** Start Document **
You’d Better Be Aware of How Steven Cohen Was Trading This Stock Last Quarter

Meena is a member of The Motley Fool Blog Network -- entries represent the personal opinion of the blogger and are not formally edited.

Adobe Systems (NASDAQ: ADBE) failed to make our list of top ten tech stocks loved by hedge funds last quarter, but we believe it is one of the best investments available in the software and programming industry. Adobe saw its most recent fiscal quarter (4Q) come in with higher revenue, as a result of better adoption rates for cloud computing services. The company has a diverse suite of products that should help drive interim growth, and a bullish IT environment in the U.S. and Europe certainly won't hurt.

Adobe is leading the way in the field of paperwork digitization and record-keeping, and almost all of its revenues come from licensing fees. Given a large portion of its revenues are from this arena, Adobe enjoys a much higher EBITDA margin than its peers at 34%. Adobe also has billionaire Steven Cohen of SAC Capital as one of its big-name investors; Cohen upped his stake by 400% last quarter (see Steven Cohen's top picks).

Weakness in one of Adobe’s largest markets, Europe, forced it to fall below $20 in 2009, but the stock has since rebounded and is up 30% year to date. Adobe has impressive product lines that sport an average life cycle of about 24 months, allowing for higher lifetime revenue per customer. Adobe trades relatively cheap when compared to major peers at only 15 times forward earnings, which is also well below its five-year average P/E of 20x.

From a top line standpoint, Adobe trades at 4.2 times sales, where the average of its major peers is around 5.1x. If shares of the company did trade more in line with its peers, there's an upside price of around $43 – 13% higher than its current trading price.
** End Document **
Required tasks —
[A] In the article about Adobe, by how much did Steven Cohen increase his stake last quarter?
[B] Reproduce the Adobe article from "Adobe is leading" up to and including "P/E of 20x.", swapping "paperwork digitization" for "document digitization".
** Start Given information **
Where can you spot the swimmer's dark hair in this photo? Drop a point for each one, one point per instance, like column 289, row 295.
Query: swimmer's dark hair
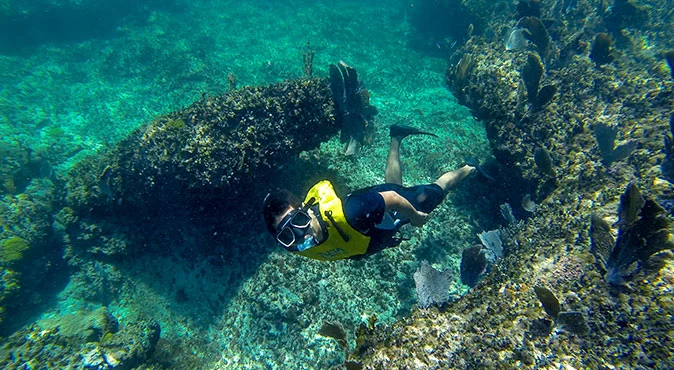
column 275, row 203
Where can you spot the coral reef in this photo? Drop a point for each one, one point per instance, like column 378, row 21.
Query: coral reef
column 87, row 339
column 215, row 145
column 498, row 323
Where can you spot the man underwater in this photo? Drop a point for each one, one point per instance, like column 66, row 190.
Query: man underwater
column 324, row 228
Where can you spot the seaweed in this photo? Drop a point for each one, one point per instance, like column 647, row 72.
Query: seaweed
column 432, row 285
column 644, row 231
column 545, row 95
column 352, row 101
column 473, row 264
column 601, row 50
column 493, row 243
column 600, row 238
column 550, row 302
column 668, row 164
column 669, row 56
column 605, row 136
column 571, row 321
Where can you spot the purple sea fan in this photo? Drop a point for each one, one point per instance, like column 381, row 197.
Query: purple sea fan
column 432, row 285
column 644, row 231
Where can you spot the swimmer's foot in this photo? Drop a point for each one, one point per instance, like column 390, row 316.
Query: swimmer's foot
column 400, row 131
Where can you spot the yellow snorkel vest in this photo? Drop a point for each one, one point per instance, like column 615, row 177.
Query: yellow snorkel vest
column 343, row 240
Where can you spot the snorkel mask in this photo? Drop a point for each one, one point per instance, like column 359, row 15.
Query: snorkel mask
column 294, row 230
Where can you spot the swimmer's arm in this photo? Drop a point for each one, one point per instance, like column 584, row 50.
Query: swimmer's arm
column 396, row 202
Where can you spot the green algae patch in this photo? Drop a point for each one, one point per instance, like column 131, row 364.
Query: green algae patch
column 13, row 249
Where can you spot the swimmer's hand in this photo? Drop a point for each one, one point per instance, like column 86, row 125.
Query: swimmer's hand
column 418, row 219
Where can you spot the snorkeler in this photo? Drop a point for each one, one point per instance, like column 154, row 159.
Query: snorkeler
column 367, row 222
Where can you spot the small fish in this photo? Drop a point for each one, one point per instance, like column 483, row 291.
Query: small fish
column 474, row 162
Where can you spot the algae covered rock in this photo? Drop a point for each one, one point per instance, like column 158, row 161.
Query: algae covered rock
column 218, row 144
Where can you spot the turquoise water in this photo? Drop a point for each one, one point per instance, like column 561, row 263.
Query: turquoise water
column 231, row 298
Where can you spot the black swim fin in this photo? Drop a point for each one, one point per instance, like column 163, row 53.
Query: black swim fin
column 402, row 131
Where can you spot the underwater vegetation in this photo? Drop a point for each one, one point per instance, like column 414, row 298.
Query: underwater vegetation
column 565, row 157
column 644, row 231
column 432, row 285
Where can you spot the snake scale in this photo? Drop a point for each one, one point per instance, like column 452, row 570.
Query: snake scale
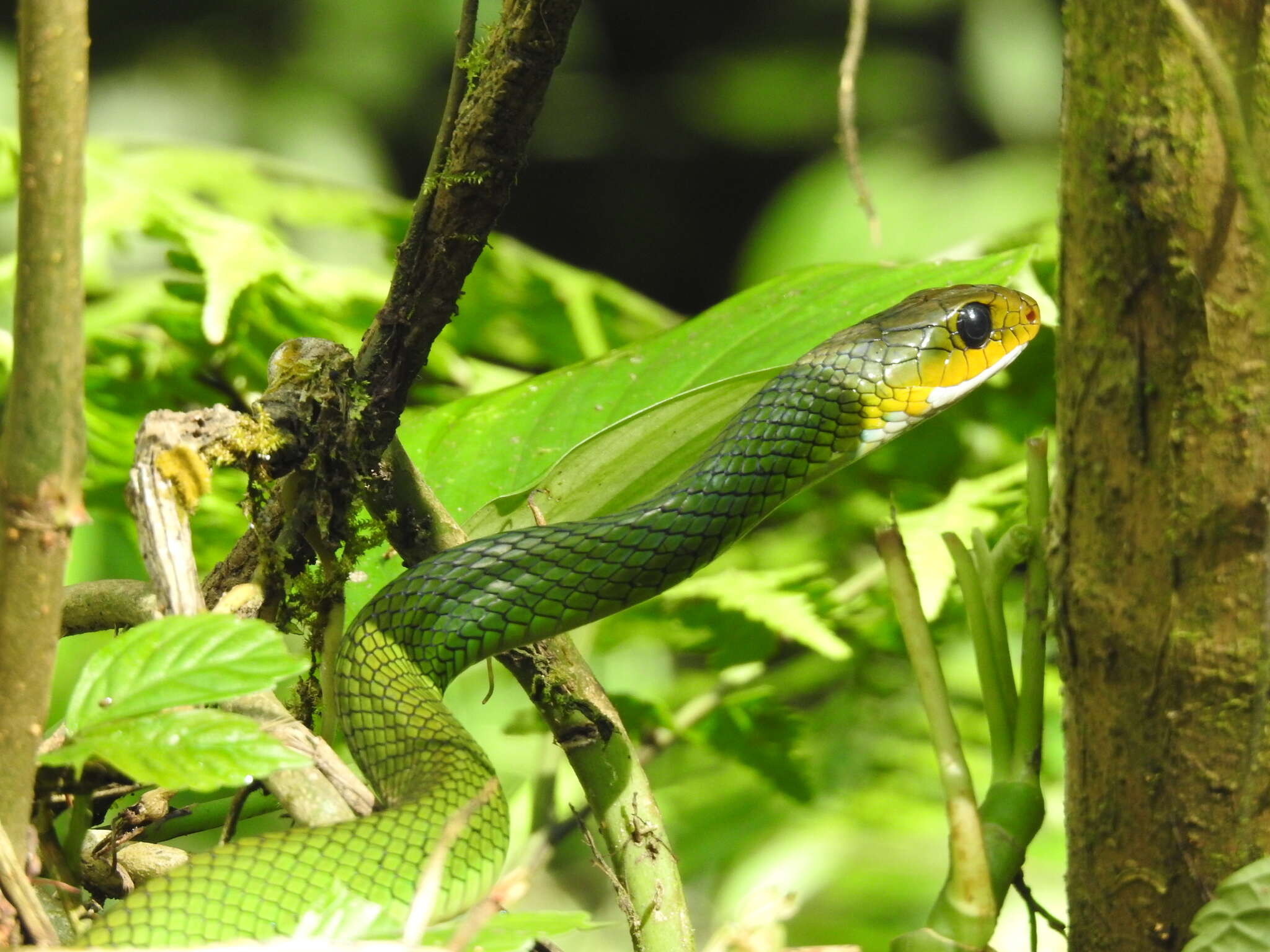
column 842, row 399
** End Given information **
Results of the tasks —
[A] By 400%.

[B]
Adobe is leading the way in the field of document digitization and record-keeping, and almost all of its revenues come from licensing fees. Given a large portion of its revenues are from this arena, Adobe enjoys a much higher EBITDA margin than its peers at 34%. Adobe also has billionaire Steven Cohen of SAC Capital as one of its big-name investors; Cohen upped his stake by 400% last quarter (see Steven Cohen's top picks).

Weakness in one of Adobe’s largest markets, Europe, forced it to fall below $20 in 2009, but the stock has since rebounded and is up 30% year to date. Adobe has impressive product lines that sport an average life cycle of about 24 months, allowing for higher lifetime revenue per customer. Adobe trades relatively cheap when compared to major peers at only 15 times forward earnings, which is also well below its five-year average P/E of 20x.